* MATERIAL FOR THIS EXERCISE:
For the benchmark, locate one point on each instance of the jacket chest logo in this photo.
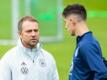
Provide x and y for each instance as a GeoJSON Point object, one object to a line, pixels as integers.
{"type": "Point", "coordinates": [24, 69]}
{"type": "Point", "coordinates": [42, 62]}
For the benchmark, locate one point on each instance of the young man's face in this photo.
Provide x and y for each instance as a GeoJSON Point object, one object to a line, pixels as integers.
{"type": "Point", "coordinates": [71, 24]}
{"type": "Point", "coordinates": [29, 34]}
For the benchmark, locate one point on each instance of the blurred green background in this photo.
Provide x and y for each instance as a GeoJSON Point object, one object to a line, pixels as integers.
{"type": "Point", "coordinates": [61, 50]}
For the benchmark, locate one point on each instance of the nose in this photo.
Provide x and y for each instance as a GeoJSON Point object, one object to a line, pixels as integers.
{"type": "Point", "coordinates": [33, 33]}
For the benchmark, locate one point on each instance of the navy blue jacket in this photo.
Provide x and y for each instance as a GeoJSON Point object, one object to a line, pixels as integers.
{"type": "Point", "coordinates": [87, 60]}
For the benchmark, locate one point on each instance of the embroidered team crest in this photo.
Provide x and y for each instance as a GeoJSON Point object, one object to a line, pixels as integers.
{"type": "Point", "coordinates": [24, 69]}
{"type": "Point", "coordinates": [42, 62]}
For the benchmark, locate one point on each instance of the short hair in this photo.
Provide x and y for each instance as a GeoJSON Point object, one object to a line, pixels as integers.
{"type": "Point", "coordinates": [75, 9]}
{"type": "Point", "coordinates": [25, 18]}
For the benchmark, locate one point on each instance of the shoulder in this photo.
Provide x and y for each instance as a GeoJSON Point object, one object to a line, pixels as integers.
{"type": "Point", "coordinates": [48, 55]}
{"type": "Point", "coordinates": [9, 54]}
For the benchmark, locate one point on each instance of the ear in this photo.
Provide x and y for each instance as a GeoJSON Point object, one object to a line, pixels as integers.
{"type": "Point", "coordinates": [74, 23]}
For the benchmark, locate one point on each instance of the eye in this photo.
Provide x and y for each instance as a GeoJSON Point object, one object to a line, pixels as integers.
{"type": "Point", "coordinates": [70, 19]}
{"type": "Point", "coordinates": [36, 30]}
{"type": "Point", "coordinates": [28, 31]}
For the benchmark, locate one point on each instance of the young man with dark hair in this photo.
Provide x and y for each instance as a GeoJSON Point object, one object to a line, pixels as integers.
{"type": "Point", "coordinates": [87, 60]}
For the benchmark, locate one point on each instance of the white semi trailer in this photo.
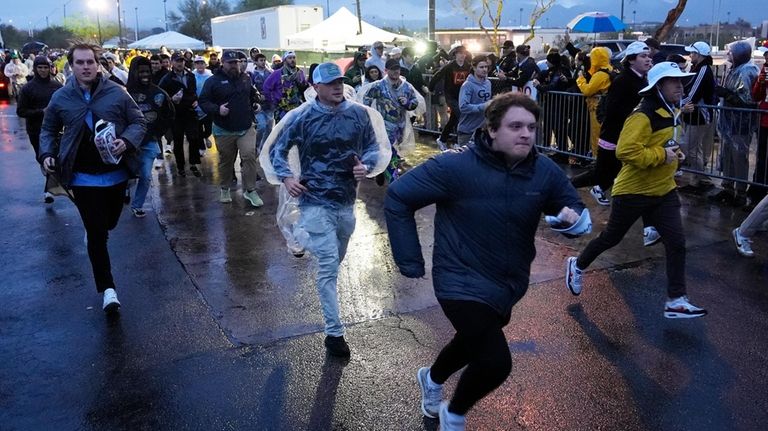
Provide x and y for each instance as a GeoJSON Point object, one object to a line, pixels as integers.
{"type": "Point", "coordinates": [264, 28]}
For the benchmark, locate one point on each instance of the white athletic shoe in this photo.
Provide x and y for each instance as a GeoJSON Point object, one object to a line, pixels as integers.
{"type": "Point", "coordinates": [650, 236]}
{"type": "Point", "coordinates": [111, 304]}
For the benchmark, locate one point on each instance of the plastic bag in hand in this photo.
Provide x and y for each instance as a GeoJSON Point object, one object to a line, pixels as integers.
{"type": "Point", "coordinates": [288, 215]}
{"type": "Point", "coordinates": [104, 138]}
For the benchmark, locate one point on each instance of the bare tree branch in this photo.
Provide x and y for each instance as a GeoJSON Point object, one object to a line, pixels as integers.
{"type": "Point", "coordinates": [674, 14]}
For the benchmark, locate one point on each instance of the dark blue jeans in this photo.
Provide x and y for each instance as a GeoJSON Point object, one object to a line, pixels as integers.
{"type": "Point", "coordinates": [662, 212]}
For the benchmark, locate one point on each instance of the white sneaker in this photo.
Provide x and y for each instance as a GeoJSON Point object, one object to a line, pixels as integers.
{"type": "Point", "coordinates": [253, 198]}
{"type": "Point", "coordinates": [225, 196]}
{"type": "Point", "coordinates": [111, 304]}
{"type": "Point", "coordinates": [431, 394]}
{"type": "Point", "coordinates": [742, 243]}
{"type": "Point", "coordinates": [599, 196]}
{"type": "Point", "coordinates": [572, 276]}
{"type": "Point", "coordinates": [451, 421]}
{"type": "Point", "coordinates": [650, 236]}
{"type": "Point", "coordinates": [680, 308]}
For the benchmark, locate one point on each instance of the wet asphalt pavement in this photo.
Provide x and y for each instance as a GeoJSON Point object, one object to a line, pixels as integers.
{"type": "Point", "coordinates": [221, 328]}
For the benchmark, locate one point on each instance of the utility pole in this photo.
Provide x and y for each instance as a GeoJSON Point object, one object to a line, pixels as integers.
{"type": "Point", "coordinates": [136, 31]}
{"type": "Point", "coordinates": [622, 11]}
{"type": "Point", "coordinates": [431, 19]}
{"type": "Point", "coordinates": [165, 13]}
{"type": "Point", "coordinates": [359, 19]}
{"type": "Point", "coordinates": [119, 27]}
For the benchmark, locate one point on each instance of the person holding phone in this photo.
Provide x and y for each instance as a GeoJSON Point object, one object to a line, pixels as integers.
{"type": "Point", "coordinates": [98, 187]}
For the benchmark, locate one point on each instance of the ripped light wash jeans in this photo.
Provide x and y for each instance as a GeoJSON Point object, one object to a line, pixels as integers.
{"type": "Point", "coordinates": [329, 231]}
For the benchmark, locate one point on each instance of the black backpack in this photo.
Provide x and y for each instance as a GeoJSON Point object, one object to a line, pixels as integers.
{"type": "Point", "coordinates": [602, 100]}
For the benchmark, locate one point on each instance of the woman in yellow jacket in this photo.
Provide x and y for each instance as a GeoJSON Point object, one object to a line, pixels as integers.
{"type": "Point", "coordinates": [645, 187]}
{"type": "Point", "coordinates": [592, 88]}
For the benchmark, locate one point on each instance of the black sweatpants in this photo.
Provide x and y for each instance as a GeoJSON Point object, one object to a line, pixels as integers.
{"type": "Point", "coordinates": [662, 212]}
{"type": "Point", "coordinates": [186, 125]}
{"type": "Point", "coordinates": [480, 345]}
{"type": "Point", "coordinates": [100, 209]}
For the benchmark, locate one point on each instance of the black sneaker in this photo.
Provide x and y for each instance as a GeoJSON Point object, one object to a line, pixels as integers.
{"type": "Point", "coordinates": [336, 346]}
{"type": "Point", "coordinates": [721, 197]}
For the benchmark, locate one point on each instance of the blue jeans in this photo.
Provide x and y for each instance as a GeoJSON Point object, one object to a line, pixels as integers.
{"type": "Point", "coordinates": [329, 232]}
{"type": "Point", "coordinates": [264, 123]}
{"type": "Point", "coordinates": [147, 153]}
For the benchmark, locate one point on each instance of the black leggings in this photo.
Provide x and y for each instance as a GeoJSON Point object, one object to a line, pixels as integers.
{"type": "Point", "coordinates": [480, 345]}
{"type": "Point", "coordinates": [100, 209]}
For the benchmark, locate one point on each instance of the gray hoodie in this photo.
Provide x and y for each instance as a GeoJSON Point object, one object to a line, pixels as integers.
{"type": "Point", "coordinates": [473, 98]}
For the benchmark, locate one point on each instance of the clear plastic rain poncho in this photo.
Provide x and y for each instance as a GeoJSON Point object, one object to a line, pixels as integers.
{"type": "Point", "coordinates": [408, 141]}
{"type": "Point", "coordinates": [317, 144]}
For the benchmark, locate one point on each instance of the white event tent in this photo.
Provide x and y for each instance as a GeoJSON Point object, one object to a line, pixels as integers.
{"type": "Point", "coordinates": [338, 32]}
{"type": "Point", "coordinates": [170, 40]}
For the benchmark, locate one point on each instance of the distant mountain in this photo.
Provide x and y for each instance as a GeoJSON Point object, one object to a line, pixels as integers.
{"type": "Point", "coordinates": [559, 15]}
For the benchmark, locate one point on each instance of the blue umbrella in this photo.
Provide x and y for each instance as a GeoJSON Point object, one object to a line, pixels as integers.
{"type": "Point", "coordinates": [596, 22]}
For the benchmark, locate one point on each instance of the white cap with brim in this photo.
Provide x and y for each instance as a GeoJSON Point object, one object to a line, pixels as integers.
{"type": "Point", "coordinates": [326, 73]}
{"type": "Point", "coordinates": [637, 47]}
{"type": "Point", "coordinates": [701, 48]}
{"type": "Point", "coordinates": [665, 69]}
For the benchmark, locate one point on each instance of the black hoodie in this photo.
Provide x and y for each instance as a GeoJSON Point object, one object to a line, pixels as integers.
{"type": "Point", "coordinates": [34, 97]}
{"type": "Point", "coordinates": [700, 88]}
{"type": "Point", "coordinates": [453, 75]}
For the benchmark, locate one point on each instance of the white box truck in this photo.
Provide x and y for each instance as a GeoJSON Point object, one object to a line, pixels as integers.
{"type": "Point", "coordinates": [264, 28]}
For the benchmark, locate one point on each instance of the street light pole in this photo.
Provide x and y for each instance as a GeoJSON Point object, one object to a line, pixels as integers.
{"type": "Point", "coordinates": [136, 31]}
{"type": "Point", "coordinates": [717, 36]}
{"type": "Point", "coordinates": [98, 24]}
{"type": "Point", "coordinates": [165, 13]}
{"type": "Point", "coordinates": [119, 27]}
{"type": "Point", "coordinates": [431, 19]}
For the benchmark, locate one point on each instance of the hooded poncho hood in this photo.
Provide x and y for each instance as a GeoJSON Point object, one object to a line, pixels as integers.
{"type": "Point", "coordinates": [600, 58]}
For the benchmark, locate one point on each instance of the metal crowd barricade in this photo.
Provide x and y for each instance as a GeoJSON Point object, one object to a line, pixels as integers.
{"type": "Point", "coordinates": [565, 129]}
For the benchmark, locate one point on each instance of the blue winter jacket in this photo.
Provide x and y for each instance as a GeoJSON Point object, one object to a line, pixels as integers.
{"type": "Point", "coordinates": [487, 216]}
{"type": "Point", "coordinates": [328, 139]}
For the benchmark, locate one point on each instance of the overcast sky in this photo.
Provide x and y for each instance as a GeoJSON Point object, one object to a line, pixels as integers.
{"type": "Point", "coordinates": [150, 12]}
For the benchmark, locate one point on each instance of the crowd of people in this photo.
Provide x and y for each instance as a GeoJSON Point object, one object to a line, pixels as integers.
{"type": "Point", "coordinates": [98, 122]}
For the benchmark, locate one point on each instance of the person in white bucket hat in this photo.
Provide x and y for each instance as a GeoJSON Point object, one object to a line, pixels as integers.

* INSTRUCTIONS FOR THE TASK:
Rewrite the lines from the one containing "hat in this photo." through the end of the items, both inclusive, with "bucket hat" replaced by "baseball cap" and all else unchanged.

* CORRECT RESULT:
For the benchmark, locate one point on each instance of the person in white baseball cap in this photo.
Provide x and y for each instance as a GeoJSON Point object, one object to a line, pixels as integers.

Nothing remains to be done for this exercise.